**Cel zadania A**
Odpowiedz na pytania do tekstu o likwidacji zakładu pracy zamieszczonego poniżej, oznaczając odpowiedzi tak samo jak pytania:
(i) Który przepis Kodeksu pracy mówi o likwidacji pracodawcy?
(ii) Z jakiego dnia pochodzi wyrok Sądu Najwyższego o sygnaturze III PK 3/19?
(iii) Jaką sygnaturę ma wyrok Sądu Najwyższego z 5 września 2001 r.?

**Cytowany tekst**
■ ■ ■ ■ ■
Likwidacja zakładu pracy
O likwidacji pracodawcy mówi art. 411 § 1 Kodeksu Pracy (KP). Zgodnie z tym przepisem, w razie ogłoszenia upadłości lub likwidacji pracodawcy, nie stosuje się przepisów art. 38, 39 i 41, ani przepisów szczególnych dotyczących ochrony pracowników przed wypowiedzeniem lub rozwiązaniem umowy o pracę z powodu likwidacji pracodawcy, przy tym niezależnie od okresu zatrudnienia i ogłoszenie upadłości.
Przede wszystkim należy wyjaśnić, co należy rozumieć przez likwidację pracodawcy: chodzi tutaj o moment podjęcia decyzji o faktycznym i prawnym ustaniu działalności pracodawcy. Zatem, jak wskazuje orzecznictwo, by mówić o likwidacji zakładu pracy, działaniom formalno-prawnym zmierzającym do prawnego ustania bytu danego podmiotu zatrudniającego (np. wykreślenie z KRS czy CEIDG) musi towarzyszyć całkowite faktyczne unieruchomienie działalności prowadzonej przez pracodawcę. Jednocześnie, pojęcie to odnosi się tylko do pełnej i ostatecznej likwidacji zakładu pracy, a więc takiej, w której żaden inny podmiot nie staje się następcą zlikwidowanego zakładu, a zakład likwidowany przestaje istnieć zarówno w sferze faktu, jak i w sferze prawa (wyrok Sądu Najwyższego z 24 września 2020 r., sygn. akt III PK 3/19).
Rodzi to konkretne skutki. Samo wykreślenie przedsiębiorcy z rejestru nie stanowi likwidacji działalności gospodarczej, jeżeli działalność dalej faktycznie jest prowadzona. Ponadto przedsiębiorcy powinni mieć także na uwadze, że do likwidacji pracodawcy w rozumieniu tego przepisu nie dojdzie, gdy likwidowany jest jedynie oddział przedsiębiorcy, a reszta jego przedsiębiorstwa nadal istnieje po ustaniu zatrudnienia, a przez to stosunku pracy u danego pracodawcy krócej.
Skomplikowana jest także sytuacja jednoosobowej działalności gospodarczej (JDG). Sądy wskazują, że umowa o pracę zawierana jest z konkretną osobą, a nie jego zakładem pracy, zatem samo wykreślenie takiej działalności z CEIDG nie jest wystarczające Osoba fizyczna prowadząca tę działalność nadal istnieje, zatem nie można mówić o tym, że została zlikwidowana w momencie wykreślenia z rejestru (wyrok Sądu Najwyższego z 5 września 2001 r., sygn. akt I PKN 830/00). Konieczne jest zatem nie tylko wykreślenie JDG, ale też faktyczne zaprzestanie wykonywania działalności przez tego przedsiębiorcę. Podobnie, nie uważa się za likwidację zakładu pracy sytuacji, całość lub część zakładu pracy przechodzi na podmiot, który kontynuuje tę samą albo podobną działalność (wyrok Sądu Najwyższego z 19 sierpnia 2004 r., sygn. akt I PK 489/03).
■ ■ ■ ■ ■
**Cel zadania B**
Proszę odszukać w zestawieniu poniżej każdy wiersz zawierający słowo „wheel” i przepisać te wiersze. Wielkość liter ma znaczenie.

**Fragmenty danych z oznaczaniem lokalizacji**
■ ■ ■ ■ ■
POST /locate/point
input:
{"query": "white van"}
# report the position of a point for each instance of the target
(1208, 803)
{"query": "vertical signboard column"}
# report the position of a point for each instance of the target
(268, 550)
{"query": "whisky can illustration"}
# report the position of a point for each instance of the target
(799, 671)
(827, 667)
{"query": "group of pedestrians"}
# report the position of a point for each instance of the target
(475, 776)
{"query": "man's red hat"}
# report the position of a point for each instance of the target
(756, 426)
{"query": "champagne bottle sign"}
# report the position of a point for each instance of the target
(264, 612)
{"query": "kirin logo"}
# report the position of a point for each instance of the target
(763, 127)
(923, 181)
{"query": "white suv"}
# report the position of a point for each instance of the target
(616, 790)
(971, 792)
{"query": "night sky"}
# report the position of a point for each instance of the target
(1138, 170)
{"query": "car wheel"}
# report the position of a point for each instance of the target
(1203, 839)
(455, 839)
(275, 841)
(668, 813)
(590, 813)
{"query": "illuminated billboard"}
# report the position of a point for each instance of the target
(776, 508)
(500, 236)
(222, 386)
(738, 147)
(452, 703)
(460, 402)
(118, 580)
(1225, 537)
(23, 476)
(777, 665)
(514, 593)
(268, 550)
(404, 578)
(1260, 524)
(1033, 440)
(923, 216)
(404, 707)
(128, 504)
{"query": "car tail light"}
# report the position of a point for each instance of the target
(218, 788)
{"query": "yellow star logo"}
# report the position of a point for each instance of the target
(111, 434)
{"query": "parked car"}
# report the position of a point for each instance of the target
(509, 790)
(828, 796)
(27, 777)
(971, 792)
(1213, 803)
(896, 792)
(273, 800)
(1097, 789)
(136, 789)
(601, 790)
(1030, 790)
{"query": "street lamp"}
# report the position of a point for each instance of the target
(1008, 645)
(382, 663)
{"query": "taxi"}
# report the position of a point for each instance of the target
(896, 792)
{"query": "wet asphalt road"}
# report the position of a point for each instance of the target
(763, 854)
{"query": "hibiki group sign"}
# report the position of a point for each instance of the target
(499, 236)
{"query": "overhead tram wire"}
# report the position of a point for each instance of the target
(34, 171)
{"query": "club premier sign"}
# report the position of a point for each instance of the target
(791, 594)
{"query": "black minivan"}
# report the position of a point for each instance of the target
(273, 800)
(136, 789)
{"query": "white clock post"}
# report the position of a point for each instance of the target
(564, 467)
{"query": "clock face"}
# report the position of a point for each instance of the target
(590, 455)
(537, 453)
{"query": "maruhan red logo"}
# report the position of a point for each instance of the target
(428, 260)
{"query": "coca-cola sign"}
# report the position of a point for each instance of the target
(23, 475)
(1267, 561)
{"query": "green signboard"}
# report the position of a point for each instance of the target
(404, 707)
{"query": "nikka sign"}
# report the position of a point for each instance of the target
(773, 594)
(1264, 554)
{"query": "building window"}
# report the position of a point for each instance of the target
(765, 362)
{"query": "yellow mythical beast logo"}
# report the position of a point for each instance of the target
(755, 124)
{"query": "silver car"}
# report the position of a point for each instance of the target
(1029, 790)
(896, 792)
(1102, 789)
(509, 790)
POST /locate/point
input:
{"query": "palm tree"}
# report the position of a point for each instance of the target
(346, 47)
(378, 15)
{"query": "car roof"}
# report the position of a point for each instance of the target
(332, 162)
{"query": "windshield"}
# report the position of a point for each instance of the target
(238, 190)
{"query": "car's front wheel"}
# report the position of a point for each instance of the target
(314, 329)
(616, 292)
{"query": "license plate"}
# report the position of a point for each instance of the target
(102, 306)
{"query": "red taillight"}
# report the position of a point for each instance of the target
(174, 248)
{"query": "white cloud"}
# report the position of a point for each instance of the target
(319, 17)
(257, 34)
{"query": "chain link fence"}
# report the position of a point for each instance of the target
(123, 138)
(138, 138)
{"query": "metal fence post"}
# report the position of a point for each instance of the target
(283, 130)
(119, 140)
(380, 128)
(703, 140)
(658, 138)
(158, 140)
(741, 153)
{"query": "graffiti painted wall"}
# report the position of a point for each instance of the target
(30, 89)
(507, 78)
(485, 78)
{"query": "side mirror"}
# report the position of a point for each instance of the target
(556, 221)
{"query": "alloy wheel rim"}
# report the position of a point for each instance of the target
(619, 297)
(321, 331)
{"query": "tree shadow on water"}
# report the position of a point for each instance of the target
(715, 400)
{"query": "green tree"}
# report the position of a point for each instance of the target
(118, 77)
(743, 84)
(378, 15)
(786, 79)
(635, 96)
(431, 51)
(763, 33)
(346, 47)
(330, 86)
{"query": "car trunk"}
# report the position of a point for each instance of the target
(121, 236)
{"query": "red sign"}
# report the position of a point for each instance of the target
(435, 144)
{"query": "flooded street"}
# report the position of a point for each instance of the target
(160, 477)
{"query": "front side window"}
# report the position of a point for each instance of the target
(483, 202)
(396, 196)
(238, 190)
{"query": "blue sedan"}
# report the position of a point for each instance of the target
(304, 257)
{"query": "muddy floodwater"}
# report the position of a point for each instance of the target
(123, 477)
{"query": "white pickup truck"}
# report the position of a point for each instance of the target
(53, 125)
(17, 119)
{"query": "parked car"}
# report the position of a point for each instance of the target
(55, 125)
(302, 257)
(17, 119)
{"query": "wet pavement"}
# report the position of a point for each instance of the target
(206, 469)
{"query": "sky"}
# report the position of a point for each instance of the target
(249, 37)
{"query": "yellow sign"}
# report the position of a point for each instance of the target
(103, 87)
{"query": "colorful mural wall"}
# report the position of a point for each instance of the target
■ ■ ■ ■ ■
**Rozwiązanie zadania A**
(i) Art. 411 § 1 Kodeksu pracy.
(ii) Z 24 września 2020 r.
(iii) I PKN 830/00.

**Rozwiązanie zadania B**
{"query": "car wheel"}
{"query": "car's front wheel"}
{"query": "alloy wheel rim"}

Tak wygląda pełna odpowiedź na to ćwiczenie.